_Problem requirements_
Copy out every line in the items below that contains the word "background".

_Material for this exercise_
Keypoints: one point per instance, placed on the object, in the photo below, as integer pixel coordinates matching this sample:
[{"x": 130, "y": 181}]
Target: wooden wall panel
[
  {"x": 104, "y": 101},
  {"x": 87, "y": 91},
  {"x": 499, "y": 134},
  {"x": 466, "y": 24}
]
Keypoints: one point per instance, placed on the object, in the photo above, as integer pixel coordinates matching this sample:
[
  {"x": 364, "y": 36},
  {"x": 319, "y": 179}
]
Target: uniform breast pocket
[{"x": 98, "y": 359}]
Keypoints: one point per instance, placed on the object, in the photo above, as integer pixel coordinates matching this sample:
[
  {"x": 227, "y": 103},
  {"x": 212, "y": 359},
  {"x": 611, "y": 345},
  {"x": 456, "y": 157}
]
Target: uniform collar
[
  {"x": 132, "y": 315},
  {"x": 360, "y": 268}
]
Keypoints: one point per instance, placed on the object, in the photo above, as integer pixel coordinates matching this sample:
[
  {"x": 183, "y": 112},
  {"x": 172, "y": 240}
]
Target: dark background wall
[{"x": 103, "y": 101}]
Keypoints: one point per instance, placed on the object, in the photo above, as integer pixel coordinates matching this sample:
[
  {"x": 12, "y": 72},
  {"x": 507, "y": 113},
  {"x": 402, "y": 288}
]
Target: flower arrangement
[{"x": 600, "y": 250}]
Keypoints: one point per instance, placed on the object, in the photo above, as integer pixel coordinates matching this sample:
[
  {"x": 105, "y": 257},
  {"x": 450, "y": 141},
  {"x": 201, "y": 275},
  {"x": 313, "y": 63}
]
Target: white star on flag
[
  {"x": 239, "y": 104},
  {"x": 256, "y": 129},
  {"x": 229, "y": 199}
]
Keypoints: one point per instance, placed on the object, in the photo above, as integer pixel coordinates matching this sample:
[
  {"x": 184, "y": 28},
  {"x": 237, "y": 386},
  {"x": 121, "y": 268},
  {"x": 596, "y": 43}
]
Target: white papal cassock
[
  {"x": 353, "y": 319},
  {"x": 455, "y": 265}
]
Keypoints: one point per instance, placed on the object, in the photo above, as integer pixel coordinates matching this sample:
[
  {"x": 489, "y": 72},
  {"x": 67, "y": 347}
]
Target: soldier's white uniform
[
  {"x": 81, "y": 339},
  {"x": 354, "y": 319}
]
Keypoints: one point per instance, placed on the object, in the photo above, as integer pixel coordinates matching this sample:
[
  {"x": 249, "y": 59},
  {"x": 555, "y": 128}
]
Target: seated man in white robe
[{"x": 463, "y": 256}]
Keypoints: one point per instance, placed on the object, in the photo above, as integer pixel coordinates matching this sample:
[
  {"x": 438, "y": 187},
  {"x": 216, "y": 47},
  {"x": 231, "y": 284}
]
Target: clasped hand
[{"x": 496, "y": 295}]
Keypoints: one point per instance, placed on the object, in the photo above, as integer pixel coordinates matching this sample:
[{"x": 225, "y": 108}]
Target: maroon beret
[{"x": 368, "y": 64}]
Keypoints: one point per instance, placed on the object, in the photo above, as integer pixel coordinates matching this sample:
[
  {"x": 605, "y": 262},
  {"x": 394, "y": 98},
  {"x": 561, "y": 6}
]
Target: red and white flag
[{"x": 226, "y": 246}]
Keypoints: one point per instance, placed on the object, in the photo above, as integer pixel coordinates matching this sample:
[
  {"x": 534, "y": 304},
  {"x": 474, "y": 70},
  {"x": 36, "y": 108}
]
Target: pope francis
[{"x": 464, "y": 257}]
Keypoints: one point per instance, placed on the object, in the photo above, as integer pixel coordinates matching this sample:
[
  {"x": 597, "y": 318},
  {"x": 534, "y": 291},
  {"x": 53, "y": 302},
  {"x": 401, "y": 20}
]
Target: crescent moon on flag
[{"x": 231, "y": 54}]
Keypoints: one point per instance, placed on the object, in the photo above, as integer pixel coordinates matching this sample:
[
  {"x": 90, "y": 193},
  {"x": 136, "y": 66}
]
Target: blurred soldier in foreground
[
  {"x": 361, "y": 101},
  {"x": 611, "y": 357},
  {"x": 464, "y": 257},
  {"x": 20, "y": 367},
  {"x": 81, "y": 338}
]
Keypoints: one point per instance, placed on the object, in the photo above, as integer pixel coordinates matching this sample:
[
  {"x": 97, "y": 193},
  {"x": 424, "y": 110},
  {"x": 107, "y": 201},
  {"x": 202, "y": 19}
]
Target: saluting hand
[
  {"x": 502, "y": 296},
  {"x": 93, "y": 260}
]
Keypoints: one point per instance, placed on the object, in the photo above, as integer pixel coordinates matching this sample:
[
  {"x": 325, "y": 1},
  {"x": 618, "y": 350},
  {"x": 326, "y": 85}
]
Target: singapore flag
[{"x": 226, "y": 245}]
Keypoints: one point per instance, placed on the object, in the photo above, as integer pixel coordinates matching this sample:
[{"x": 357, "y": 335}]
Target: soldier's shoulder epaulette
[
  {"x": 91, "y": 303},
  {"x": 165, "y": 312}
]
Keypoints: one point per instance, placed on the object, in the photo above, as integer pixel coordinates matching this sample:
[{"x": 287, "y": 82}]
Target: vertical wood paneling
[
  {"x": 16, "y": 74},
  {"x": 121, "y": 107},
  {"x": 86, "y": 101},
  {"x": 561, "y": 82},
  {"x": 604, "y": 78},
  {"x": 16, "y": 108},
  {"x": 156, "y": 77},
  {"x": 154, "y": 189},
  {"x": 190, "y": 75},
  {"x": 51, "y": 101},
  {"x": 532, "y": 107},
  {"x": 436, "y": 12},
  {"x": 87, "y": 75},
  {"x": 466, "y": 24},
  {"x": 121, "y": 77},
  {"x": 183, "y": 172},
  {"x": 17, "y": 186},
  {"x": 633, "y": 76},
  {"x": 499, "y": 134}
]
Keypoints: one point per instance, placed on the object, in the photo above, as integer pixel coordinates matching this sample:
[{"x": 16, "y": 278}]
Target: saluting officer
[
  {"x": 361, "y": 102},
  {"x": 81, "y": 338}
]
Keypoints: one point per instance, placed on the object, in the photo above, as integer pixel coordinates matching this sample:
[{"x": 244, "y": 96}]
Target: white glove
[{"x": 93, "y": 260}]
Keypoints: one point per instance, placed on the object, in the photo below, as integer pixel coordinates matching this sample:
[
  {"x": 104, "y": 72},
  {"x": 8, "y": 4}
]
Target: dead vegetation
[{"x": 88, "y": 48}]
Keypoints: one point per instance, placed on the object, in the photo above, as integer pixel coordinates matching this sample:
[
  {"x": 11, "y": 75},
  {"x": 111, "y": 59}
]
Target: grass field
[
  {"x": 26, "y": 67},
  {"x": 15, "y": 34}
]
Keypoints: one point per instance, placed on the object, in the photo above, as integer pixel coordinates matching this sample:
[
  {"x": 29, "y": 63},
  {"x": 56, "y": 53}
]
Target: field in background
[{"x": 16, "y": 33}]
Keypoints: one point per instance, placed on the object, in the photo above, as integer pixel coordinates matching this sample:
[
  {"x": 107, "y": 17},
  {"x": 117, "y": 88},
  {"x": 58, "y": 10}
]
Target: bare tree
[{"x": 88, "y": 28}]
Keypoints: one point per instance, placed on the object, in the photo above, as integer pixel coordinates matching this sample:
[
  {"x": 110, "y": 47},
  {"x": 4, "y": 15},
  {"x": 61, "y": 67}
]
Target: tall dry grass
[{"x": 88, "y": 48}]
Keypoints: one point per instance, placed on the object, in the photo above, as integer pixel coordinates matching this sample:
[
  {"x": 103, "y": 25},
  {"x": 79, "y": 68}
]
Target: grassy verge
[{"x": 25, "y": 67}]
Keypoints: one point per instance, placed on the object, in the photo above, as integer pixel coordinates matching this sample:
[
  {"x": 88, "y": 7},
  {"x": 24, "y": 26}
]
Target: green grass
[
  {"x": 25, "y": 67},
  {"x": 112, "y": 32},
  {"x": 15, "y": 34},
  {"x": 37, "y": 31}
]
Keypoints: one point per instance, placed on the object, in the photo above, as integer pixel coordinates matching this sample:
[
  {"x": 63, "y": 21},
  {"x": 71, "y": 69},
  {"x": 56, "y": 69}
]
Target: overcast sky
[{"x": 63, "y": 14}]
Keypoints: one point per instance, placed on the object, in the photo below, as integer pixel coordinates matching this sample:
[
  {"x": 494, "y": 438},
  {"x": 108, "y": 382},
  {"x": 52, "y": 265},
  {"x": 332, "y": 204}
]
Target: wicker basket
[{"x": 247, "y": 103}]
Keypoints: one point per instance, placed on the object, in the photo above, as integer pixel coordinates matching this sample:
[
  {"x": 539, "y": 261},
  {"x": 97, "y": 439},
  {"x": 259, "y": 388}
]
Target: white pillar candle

_Task solution_
Target: dark background wall
Target: field in background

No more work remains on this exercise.